CHALLENGE
Rewrite everything from the line containing "Given the photograph above, carefully outline every john" down to the line containing "[1069,0,1223,130]", with "mower seat" replaced by "operator seat" and all else unchanged.

### SOURCE MATERIAL

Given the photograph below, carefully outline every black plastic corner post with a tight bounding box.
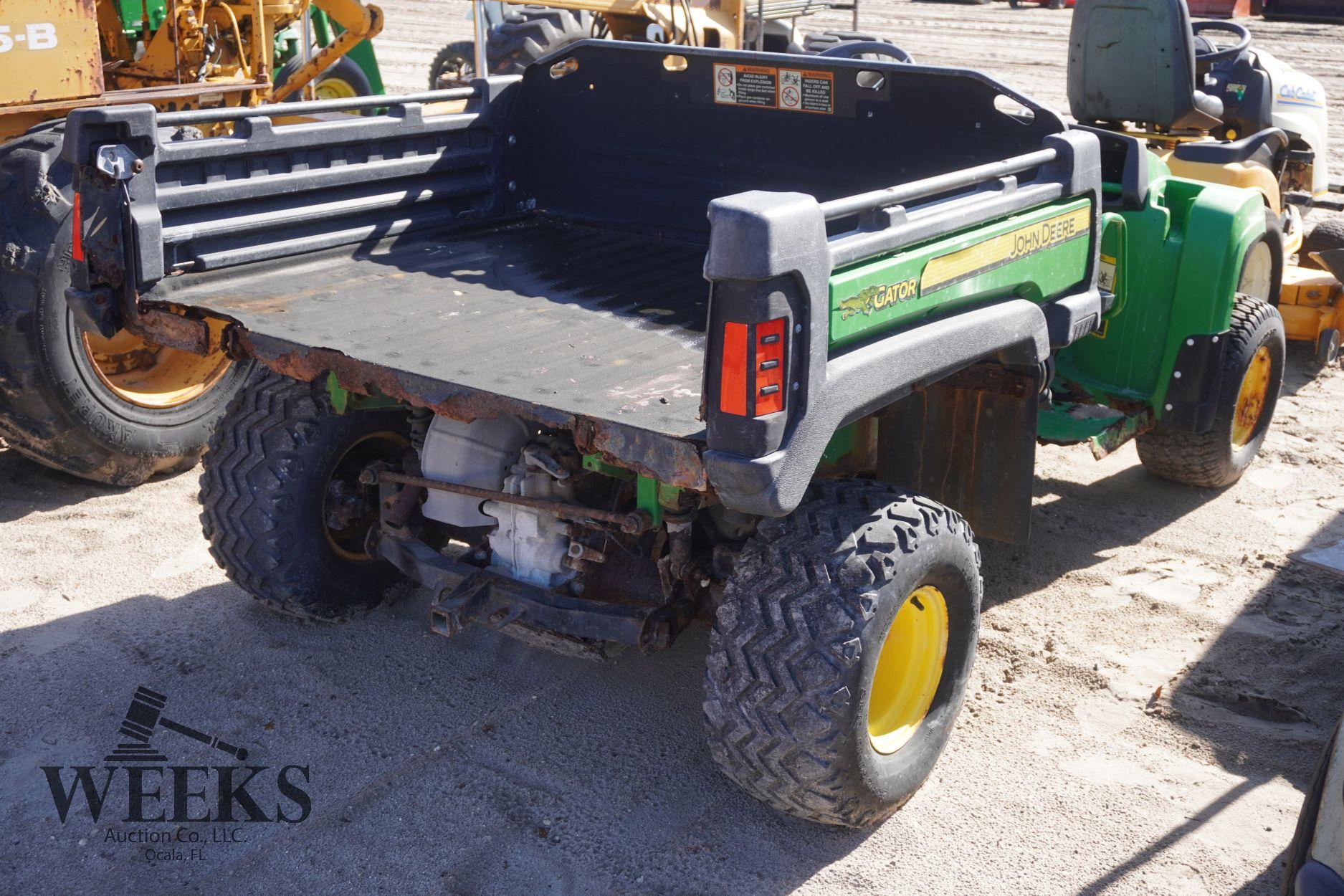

######
### SOURCE MATERIAL

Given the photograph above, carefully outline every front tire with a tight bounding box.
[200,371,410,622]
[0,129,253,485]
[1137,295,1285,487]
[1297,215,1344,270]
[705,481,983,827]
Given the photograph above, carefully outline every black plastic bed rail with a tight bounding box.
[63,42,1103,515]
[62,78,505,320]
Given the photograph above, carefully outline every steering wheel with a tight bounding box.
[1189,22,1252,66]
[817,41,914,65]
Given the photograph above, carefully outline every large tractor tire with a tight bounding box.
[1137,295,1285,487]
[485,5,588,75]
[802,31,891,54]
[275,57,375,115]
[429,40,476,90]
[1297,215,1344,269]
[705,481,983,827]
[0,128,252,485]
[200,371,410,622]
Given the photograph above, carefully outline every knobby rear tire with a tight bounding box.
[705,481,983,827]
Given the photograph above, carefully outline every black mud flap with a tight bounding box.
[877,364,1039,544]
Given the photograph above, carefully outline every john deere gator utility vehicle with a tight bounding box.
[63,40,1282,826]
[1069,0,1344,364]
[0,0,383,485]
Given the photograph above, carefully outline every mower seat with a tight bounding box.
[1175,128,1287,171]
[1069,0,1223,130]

######

RESPONSE TO THE EXERCISE
Given the photograph above, carefully outline every john deere gator utility vehicle with a tight bounding box.
[63,40,1282,826]
[1069,0,1344,364]
[0,0,383,485]
Given the photograph above, carefully outline every operator seat with a tight bounding box.
[1175,128,1287,171]
[1069,0,1223,130]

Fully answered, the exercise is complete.